EXCERPT TO READ:
She exercises regularly. Weight training 3-4times a week and 2 times yoga. Has tough time gaining and lose stubborn fat. One other reason she wants to try this.

More than 5years since the last hormonal bc was used.

NOT an expert.

In situations where there may be a medical AND a psychological/ behavioral component, then we do best when we try to address it from both angles. Assuming she’s healthy and the doctor has no suggestions… It’s a lot like loosing weight, or any other goal.

Re: the mental part. Buy a couple of good books. See what the experts suggest. If that doesn’t work, find a therapist. Even if she doesn’t have a really strong libido, most of us still want all the positive things that go along with a healthy, happy love life. Making it a priority, even if you aren’t “feeling it” - just to experience increased affection, stronger pair bonding and the effects of oxytocin that come with sex and intimacy. The statistics on that are pretty convincing. On the other hand, I don’t know anybody who wants the negative things that come with a sexless marriage… accepting that you are terminally mismatched and doomed to a mediocre sex life…

I apologize if my english is not on point. Not from a english speaking countrie.

Behavioral: Dont think there is one. But if there is not seeing what it might be.

Extracted records:
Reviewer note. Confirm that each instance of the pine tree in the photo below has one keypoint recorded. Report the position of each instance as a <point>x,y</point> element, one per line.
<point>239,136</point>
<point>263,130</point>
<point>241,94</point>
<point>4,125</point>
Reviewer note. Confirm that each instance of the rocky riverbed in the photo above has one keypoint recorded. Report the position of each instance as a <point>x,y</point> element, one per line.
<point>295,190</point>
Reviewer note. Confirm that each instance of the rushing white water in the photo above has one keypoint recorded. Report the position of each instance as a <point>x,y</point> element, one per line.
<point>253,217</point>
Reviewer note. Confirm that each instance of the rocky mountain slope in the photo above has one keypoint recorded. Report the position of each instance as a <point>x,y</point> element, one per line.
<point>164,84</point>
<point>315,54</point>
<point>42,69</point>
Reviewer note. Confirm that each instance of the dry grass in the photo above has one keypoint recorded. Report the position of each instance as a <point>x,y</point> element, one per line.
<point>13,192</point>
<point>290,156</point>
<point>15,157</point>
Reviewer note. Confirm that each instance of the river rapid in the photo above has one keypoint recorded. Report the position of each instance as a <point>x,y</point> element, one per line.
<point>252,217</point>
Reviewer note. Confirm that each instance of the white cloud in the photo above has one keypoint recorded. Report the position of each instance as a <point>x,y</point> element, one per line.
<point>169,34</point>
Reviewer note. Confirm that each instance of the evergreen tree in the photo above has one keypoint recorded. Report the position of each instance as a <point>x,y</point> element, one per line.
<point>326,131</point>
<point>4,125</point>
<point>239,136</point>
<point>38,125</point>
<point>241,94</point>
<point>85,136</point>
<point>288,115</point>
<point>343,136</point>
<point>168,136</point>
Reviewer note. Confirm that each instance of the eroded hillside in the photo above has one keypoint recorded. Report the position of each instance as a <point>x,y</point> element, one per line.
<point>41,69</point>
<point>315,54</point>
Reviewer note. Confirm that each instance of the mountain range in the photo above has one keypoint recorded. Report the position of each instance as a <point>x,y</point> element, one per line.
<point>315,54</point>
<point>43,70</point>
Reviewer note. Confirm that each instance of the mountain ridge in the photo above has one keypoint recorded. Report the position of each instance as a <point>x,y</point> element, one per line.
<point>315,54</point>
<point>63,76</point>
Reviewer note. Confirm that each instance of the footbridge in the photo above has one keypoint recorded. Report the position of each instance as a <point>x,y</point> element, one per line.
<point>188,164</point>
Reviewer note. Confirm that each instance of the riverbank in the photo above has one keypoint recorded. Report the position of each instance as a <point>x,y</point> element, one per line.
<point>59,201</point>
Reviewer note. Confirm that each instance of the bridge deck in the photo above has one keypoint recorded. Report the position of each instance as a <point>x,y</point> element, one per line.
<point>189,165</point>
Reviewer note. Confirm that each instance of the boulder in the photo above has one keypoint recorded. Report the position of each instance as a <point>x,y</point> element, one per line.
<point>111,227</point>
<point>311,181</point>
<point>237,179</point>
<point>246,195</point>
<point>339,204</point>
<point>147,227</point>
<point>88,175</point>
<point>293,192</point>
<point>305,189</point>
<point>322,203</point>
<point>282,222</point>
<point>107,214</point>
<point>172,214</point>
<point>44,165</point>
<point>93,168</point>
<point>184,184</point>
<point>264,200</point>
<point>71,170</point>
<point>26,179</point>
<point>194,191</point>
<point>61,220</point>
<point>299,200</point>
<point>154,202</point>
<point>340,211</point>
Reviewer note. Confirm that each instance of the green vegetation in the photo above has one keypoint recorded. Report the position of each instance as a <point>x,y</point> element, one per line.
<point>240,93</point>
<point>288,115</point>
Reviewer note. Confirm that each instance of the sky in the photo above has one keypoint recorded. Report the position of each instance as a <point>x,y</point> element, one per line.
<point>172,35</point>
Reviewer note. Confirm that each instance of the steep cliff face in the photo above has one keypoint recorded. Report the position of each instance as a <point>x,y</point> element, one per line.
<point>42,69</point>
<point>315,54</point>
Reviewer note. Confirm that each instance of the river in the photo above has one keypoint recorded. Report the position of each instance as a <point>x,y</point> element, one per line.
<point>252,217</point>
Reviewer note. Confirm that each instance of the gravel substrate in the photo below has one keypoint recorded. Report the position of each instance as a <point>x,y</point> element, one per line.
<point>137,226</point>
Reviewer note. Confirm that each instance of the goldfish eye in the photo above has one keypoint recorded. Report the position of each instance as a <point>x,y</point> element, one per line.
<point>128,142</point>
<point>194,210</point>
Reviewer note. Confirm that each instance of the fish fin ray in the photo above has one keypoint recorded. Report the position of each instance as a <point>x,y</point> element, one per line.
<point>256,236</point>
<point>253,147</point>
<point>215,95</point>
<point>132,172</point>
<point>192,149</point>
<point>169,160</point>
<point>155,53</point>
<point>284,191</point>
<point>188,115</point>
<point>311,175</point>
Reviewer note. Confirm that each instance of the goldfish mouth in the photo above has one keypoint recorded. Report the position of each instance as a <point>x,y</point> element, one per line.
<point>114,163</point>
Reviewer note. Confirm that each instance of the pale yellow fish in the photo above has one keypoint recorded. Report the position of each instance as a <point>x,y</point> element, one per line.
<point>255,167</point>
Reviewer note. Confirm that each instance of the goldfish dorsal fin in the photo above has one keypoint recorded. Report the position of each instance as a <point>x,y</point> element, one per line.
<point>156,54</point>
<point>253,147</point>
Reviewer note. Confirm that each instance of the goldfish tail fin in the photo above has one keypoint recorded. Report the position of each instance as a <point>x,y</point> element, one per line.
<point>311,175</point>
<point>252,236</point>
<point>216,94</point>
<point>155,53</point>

INSTRUCTIONS FOR THE TASK:
Rewrite the post from "NOT an expert." to "any other goal.", putting "physician" in place of "doctor". Rely on the post alone.

WRITTEN REPLY:
NOT an expert.

In situations where there may be a medical AND a psychological/ behavioral component, then we do best when we try to address it from both angles. Assuming she’s healthy and the physician has no suggestions… It’s a lot like loosing weight, or any other goal.